[ASSIGNED TASK 1] In the lung cancer bioinformatics passage, which pathway does IGSF10 knockout activate?
[ASSIGNED TASK 2] Extend the passage on lung cancer bioinformatics beyond its last sentence.

For better understanding the molecular characteristics of lung cancers, several studies have involved various bioinformatic tools to comprehensively analyze the omics data based on microarray or sequencing analysis of patients. Based on the microarray datasets of three cohorts of lung cancer, a meta-analysis has been performed. There were 50 upregulated and 87 downregulated genes overlapped in three datasets, which were included in following analysis. With the protein-protein interaction (PPI) networks, 22 core genes were identified, which were all significantly associated with poor survival. Finally, KEGG pathway enrichment reanalysis screened five key genes, which exhibit a relationship with certain drugs. The identified key genes can be candidate targets for both the treatment and prognosis of lung cancer (Wang et al., 2021). With the synthetic analysis of the transcriptome sequencing dataset and a non-coding RNA sequence dataset of small-cell lung cancer, the differentially expressed genes and miRNAs can be screened. After function enrichment, the molecular mechanisms were identified with the PPI network. Finally, 19 overlapping target genes and 32 corresponding regulatory miRNAs were screened. The bioinformatics analysis involving multi-omics data can assist in exploring the roles of target genes, miRNA, and TFs, which may better understand the potential molecular pathways (Mao et al., 2019).
After screening the potential candidate genes based on bioinformatics analysis, they can be further validated experimentally. A comprehensive bioinformatics analysis revealed that, the decreased expression of immunoglobulin superfamily member 10 (IGSF10) was associated with the shortened overall survival duration of patients with lung cancer. In subsequent experimental validation, IGSF10-knockout cells presented significantly increased proliferation and adhesion capability, revealed by MTT, colony formation assay, and Transwell assay, respectively. Further, Western blotting suggested that, the IGSF10-knockout can activate the integrin-β1/FAK pathway, presented as the upregulated protein expression levels of integrin-β1, phosphorylated (p)-FAK and p-AKT (Ling et al., 2020). Another study has analyzed the RNA sequencing data and revealed circXPO1, a novel circular RNA (circRNA) in LUAD. The circXPO1 was derived from a well-established cancer therapeutic target, XPO1, which was highly expressed in LUAD tissues compared with paired controls. High circXPO1 expression was correlated with worse overall survival. Mechanically, circXPO1 could bind with IGF2BP1 and enhance CTNNB1 mRNA stability, and subsequently promote LUAD progression (Huang et al., 2020). A similar study verified that circ-CAMK2A enhanced LUAD metastasis by regulating the miR-615-5p/fibronectin one pathway. Circ-CAMK2A upregulated the expression level of fibronectin one by sponging miR-615-5p, thus promoting MMP2 and MMP9 expression to stimulate the metastasis of LUAD (Du et al., 2019). In short, the combination of bioinformatics analysis and experimental verification can better clarify the significance of certain target biomarkers or promising pathways.

[INFORMATION GIVEN]

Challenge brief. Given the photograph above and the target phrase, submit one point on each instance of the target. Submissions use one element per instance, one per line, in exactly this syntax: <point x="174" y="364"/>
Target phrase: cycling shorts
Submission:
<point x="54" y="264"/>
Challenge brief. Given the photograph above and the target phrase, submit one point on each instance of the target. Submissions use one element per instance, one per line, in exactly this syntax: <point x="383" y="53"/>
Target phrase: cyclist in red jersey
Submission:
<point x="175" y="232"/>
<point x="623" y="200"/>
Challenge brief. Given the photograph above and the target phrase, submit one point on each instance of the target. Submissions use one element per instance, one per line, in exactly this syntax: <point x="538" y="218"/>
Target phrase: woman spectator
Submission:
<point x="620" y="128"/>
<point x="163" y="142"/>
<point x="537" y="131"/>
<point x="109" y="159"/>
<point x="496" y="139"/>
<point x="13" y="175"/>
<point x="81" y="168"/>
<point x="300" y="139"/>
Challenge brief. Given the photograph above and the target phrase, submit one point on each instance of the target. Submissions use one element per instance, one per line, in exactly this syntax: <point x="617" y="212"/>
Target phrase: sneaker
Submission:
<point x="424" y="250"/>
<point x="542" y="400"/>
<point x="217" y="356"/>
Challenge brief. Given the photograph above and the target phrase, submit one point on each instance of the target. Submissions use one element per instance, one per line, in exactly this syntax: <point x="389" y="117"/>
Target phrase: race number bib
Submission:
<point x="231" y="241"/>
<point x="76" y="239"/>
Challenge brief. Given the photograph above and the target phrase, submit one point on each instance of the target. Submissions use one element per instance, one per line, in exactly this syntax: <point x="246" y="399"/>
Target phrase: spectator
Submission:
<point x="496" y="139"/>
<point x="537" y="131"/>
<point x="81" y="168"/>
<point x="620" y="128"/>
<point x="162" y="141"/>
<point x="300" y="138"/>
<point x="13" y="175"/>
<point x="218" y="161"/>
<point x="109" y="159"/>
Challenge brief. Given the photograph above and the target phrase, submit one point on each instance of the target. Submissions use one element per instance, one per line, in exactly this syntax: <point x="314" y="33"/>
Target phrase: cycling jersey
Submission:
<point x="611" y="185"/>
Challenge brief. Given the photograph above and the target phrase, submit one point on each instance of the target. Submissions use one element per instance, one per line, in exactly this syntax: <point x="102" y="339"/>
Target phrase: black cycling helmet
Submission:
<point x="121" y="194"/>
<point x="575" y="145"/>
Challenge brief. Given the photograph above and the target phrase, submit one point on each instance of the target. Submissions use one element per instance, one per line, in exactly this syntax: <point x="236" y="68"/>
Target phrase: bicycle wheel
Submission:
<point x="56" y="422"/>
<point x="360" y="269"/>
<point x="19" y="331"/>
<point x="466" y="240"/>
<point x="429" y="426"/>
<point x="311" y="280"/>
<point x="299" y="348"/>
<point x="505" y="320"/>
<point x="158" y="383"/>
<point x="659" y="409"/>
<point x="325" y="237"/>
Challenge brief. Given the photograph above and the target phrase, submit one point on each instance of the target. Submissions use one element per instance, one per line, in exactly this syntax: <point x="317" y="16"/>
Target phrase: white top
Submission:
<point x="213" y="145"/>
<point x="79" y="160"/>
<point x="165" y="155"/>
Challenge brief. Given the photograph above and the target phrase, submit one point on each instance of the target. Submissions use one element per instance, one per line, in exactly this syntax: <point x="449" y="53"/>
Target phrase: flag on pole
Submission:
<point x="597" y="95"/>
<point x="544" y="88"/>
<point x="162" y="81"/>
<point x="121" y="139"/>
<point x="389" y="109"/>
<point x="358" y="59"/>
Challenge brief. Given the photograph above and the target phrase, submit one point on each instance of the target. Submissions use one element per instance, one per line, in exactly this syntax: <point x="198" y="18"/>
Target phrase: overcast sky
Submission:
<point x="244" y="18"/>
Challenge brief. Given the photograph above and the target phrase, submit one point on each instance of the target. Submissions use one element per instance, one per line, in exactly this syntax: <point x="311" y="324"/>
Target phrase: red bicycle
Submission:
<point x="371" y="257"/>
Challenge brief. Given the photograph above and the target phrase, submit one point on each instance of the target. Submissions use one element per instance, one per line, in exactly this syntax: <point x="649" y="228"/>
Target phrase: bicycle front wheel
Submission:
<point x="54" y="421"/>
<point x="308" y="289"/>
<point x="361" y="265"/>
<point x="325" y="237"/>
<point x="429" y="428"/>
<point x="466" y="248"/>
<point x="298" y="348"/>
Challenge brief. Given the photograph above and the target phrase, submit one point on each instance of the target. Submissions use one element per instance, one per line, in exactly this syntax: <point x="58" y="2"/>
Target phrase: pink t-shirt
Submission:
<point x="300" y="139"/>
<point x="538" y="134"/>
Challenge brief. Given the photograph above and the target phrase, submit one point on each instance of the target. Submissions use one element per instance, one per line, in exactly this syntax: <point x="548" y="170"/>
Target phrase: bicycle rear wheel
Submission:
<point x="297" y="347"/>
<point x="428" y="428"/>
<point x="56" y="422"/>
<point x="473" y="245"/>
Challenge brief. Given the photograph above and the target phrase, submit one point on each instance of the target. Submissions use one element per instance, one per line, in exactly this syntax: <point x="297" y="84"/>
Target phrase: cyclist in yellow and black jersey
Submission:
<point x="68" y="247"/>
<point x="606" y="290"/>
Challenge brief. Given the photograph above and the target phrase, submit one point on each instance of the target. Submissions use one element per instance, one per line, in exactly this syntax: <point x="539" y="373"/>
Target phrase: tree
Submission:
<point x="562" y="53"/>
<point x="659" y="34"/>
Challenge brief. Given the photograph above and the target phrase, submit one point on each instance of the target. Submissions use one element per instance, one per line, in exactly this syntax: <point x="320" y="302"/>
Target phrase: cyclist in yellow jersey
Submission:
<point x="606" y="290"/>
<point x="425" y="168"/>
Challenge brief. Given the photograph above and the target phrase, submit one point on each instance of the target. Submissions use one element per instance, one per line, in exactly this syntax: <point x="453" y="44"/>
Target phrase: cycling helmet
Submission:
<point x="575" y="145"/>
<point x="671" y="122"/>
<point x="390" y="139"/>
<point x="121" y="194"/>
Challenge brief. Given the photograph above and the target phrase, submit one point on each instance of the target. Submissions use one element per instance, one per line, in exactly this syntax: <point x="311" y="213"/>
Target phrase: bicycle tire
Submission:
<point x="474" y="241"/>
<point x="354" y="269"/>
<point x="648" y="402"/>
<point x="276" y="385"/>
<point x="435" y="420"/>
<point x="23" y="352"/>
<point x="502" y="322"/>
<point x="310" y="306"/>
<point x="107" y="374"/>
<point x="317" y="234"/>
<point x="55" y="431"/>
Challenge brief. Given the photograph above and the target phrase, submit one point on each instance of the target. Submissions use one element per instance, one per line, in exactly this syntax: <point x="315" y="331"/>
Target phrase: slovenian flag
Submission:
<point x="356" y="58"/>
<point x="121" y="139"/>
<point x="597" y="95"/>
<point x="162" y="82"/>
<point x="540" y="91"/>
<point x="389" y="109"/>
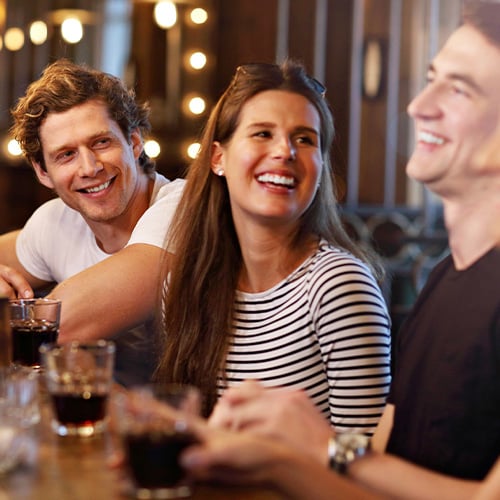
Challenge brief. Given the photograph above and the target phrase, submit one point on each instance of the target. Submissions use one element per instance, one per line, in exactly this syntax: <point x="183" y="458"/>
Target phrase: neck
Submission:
<point x="114" y="234"/>
<point x="269" y="257"/>
<point x="473" y="227"/>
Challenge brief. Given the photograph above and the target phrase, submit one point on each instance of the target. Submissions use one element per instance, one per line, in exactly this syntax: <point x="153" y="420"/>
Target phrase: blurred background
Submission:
<point x="372" y="56"/>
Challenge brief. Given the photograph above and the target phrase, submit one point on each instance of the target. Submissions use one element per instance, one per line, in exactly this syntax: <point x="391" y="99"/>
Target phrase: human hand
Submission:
<point x="13" y="284"/>
<point x="232" y="456"/>
<point x="282" y="413"/>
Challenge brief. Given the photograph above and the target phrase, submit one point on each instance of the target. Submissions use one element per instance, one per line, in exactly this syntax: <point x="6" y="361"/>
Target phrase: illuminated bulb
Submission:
<point x="197" y="60"/>
<point x="72" y="30"/>
<point x="199" y="16"/>
<point x="152" y="148"/>
<point x="14" y="39"/>
<point x="193" y="150"/>
<point x="38" y="32"/>
<point x="14" y="148"/>
<point x="165" y="14"/>
<point x="196" y="105"/>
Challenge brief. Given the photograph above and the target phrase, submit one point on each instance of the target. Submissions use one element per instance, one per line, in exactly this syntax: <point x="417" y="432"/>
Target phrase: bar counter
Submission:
<point x="70" y="468"/>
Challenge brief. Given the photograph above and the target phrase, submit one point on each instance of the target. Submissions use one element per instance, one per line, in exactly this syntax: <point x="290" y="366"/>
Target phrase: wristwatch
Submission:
<point x="343" y="449"/>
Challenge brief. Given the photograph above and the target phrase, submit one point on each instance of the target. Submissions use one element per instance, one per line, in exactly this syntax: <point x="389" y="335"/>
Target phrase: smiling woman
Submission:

[WRITTEN RESPONSE 1] The integrin-β1/FAK pathway.

[WRITTEN RESPONSE 2]
In our study, the comprehensive multi-omics analysis has also been applied to screen the target genes, which may be significant to prognosis prediction of lung cancer. The transcriptome and methylation data of the TCGA-LUAD cohort involving 463 primary tumor tissues and 21 normal controls were obtained for subsequent ELMER analysis. A total of 127 TFs corresponding to 21 motifs and 271 target genes were screened for constructing the subsequent enhancer-associated regulatory network. 25 TFs and 80 target genes were selected as prognostic genes with the univariate analysis p < 0.05. With TCGA-LUAD as the training set, the Cox model involving eight genes was selected with LASSO regression analysis and Stepwise regression analysis. The risk score = (0.3486 × E2F7) + (0.3011 × EIF3H) + (0.2536 × INTS1) + (0.3019 × LPGAT1) + (0.3078 × MCAT) + (0.3006 × SEC61G) + (−0.6044 × SS18L1) + (−0.2837 × TNYN1). With the increase of the risk scores, the survival statuses became worse, as well as the clinical traits including tumor stages, metastasis degree, and treatment responses. The risk score exhibited prognostic prediction accuracy with GSE31210 and GSE8894 as the validation sets.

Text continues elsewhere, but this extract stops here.